_What to produce_
Filter the records below for the word "green". Keep each line that has it.

[Data excerpts]
-- Opening Marker --

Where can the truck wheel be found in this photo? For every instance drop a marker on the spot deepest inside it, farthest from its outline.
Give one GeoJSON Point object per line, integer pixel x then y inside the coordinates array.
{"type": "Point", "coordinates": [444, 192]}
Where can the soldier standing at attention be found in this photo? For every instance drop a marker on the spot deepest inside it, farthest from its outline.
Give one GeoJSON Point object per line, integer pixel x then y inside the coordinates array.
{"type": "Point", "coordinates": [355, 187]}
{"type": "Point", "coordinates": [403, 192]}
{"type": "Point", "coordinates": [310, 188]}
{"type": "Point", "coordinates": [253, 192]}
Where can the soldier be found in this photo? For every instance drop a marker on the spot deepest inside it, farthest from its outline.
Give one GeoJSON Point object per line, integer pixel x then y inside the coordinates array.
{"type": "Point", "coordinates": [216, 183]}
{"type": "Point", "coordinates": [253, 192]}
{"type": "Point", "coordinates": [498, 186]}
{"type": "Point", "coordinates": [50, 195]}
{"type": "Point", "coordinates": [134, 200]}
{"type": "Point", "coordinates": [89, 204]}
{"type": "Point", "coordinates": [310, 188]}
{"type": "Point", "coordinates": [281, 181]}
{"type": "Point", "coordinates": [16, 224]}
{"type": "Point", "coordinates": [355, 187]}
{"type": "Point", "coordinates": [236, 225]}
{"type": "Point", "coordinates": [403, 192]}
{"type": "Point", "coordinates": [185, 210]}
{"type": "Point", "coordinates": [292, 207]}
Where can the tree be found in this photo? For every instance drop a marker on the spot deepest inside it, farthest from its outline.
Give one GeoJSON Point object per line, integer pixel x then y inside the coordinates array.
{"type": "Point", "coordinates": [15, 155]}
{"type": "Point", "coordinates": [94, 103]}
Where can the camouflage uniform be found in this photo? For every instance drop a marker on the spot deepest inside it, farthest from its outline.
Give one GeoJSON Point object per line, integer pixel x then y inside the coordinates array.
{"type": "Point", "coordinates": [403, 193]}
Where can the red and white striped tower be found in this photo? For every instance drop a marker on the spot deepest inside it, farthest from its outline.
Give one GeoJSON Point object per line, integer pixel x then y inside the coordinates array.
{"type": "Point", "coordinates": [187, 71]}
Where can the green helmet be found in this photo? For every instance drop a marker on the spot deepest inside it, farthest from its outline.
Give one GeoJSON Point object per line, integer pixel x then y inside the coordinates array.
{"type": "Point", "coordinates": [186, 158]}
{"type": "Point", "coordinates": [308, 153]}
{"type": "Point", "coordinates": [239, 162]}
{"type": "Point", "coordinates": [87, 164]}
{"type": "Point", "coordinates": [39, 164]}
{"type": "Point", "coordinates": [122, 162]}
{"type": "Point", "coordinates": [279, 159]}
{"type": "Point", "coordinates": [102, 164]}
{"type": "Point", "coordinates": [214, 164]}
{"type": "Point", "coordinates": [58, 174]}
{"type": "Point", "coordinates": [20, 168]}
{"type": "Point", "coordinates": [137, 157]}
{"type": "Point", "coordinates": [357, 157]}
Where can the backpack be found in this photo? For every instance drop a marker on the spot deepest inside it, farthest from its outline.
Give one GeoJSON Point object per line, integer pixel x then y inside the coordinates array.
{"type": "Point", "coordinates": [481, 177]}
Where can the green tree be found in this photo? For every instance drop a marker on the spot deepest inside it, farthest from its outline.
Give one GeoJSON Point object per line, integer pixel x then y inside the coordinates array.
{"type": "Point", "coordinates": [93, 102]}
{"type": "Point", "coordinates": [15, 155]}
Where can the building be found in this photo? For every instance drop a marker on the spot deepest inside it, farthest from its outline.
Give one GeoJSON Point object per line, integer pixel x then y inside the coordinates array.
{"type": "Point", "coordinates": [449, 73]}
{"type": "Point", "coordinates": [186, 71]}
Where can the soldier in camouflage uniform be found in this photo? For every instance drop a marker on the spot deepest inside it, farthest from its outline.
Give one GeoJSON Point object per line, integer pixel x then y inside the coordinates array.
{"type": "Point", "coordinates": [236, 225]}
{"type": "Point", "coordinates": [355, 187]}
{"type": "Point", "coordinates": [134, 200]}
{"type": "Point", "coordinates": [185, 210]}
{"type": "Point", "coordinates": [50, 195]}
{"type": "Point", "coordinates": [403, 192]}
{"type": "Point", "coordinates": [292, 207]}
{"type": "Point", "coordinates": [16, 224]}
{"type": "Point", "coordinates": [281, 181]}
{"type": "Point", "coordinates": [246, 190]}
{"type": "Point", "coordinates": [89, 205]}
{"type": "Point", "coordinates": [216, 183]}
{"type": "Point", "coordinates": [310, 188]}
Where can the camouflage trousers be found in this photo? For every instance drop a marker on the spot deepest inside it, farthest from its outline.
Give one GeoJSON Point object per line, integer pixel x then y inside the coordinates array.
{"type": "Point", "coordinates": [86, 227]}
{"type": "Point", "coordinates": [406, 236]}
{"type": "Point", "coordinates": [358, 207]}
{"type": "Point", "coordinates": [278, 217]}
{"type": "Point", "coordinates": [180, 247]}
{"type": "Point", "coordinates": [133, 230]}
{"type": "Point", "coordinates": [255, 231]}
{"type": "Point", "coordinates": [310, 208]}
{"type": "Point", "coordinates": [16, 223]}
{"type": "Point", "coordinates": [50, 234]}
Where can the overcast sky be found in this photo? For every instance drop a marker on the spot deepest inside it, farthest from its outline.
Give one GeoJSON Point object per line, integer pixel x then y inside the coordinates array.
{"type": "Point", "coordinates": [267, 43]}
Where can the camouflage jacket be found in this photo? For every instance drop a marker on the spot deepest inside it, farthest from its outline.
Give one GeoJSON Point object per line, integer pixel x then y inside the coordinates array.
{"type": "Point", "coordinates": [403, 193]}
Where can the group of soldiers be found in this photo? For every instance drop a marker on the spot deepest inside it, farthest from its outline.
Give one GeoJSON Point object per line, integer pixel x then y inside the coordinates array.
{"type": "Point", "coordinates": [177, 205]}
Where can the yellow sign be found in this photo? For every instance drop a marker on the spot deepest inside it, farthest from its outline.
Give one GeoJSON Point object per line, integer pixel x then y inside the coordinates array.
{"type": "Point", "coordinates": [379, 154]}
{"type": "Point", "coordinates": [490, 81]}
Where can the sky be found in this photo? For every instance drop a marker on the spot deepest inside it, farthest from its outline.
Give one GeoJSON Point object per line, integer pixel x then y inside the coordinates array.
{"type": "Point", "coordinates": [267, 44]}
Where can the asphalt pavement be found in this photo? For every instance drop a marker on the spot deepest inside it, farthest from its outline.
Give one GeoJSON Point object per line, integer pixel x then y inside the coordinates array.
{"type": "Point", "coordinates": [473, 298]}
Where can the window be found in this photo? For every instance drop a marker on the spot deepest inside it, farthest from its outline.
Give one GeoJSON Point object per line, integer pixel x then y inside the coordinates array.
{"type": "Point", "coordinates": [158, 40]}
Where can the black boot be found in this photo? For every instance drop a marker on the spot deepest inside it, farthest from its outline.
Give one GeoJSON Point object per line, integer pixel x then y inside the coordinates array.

-- Closing Marker --

_Response area_
Where can the green helmet be found in this photo? For every instance drop a marker on the spot deepest inside it, farthest from its outline.
Where can the green tree be found in this photo? For every instance drop a marker on the spot deepest inside it, farthest from its outline.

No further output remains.